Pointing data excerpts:
◇ ◇ ◇ ◇ ◇

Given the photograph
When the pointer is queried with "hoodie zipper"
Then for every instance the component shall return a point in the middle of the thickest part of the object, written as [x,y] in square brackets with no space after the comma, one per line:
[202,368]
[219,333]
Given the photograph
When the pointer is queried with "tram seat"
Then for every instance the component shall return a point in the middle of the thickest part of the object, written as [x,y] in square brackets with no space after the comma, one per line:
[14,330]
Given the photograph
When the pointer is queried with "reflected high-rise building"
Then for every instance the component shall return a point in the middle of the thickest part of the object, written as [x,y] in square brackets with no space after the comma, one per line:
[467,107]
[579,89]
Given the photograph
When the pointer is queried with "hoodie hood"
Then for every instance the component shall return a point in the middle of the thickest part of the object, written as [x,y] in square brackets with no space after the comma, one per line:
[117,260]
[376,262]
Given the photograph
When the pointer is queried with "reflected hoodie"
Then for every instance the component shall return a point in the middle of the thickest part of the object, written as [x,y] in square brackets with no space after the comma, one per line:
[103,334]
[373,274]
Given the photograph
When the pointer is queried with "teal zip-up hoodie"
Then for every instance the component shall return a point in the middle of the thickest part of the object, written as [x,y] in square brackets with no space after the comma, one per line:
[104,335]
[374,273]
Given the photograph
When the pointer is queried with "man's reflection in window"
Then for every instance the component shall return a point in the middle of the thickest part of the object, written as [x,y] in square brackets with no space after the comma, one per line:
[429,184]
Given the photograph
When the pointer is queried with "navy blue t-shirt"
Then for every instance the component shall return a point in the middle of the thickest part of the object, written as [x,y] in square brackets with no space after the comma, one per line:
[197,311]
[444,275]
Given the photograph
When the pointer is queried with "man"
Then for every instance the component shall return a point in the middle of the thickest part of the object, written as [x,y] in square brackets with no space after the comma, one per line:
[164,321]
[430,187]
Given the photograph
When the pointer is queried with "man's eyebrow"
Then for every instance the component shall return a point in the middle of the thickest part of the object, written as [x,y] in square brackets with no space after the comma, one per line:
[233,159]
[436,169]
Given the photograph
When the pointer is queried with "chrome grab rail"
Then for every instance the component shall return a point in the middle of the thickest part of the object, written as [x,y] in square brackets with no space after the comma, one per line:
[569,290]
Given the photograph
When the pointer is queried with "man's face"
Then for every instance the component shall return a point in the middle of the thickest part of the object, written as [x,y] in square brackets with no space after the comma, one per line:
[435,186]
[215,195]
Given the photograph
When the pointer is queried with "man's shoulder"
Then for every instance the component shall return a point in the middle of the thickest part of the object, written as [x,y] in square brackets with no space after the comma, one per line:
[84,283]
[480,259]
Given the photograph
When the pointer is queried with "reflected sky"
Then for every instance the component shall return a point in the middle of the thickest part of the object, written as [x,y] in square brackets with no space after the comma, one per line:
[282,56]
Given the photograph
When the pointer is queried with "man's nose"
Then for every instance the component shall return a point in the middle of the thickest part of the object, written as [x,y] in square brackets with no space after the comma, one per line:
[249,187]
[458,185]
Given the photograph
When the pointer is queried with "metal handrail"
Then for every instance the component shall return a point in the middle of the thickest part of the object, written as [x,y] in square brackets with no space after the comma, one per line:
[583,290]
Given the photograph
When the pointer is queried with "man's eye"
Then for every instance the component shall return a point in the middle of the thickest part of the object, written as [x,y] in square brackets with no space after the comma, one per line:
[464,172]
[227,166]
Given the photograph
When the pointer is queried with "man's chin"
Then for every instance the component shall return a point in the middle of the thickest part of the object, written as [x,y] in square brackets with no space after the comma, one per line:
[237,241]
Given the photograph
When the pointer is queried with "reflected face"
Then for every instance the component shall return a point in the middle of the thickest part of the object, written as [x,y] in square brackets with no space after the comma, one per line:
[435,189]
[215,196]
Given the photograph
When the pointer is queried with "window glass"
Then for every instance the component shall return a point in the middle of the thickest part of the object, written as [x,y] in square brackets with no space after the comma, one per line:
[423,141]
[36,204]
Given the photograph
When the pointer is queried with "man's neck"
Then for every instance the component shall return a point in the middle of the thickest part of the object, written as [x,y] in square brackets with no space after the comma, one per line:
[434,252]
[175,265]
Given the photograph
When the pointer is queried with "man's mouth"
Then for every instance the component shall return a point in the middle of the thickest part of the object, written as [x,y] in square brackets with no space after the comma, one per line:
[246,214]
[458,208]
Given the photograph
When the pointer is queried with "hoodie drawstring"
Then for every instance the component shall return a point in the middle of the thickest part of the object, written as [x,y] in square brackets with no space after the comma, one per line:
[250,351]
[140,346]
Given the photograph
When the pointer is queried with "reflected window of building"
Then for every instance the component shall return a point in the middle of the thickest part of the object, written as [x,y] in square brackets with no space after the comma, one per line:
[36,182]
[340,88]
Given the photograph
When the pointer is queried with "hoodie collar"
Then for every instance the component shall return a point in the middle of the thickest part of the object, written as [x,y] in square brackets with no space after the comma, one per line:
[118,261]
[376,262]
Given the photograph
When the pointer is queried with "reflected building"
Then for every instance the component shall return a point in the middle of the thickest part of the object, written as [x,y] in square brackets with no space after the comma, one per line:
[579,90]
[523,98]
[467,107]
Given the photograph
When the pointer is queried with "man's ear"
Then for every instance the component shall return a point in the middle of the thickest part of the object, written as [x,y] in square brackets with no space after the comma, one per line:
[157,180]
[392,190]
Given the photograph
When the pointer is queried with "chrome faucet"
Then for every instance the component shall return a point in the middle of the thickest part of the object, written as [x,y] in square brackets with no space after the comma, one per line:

◇ ◇ ◇ ◇ ◇

▶ [Task to complete] How many lines in the rows above contain the string "reflected", matching case exactly? Reply with the number alone.

▶ [Right answer] 6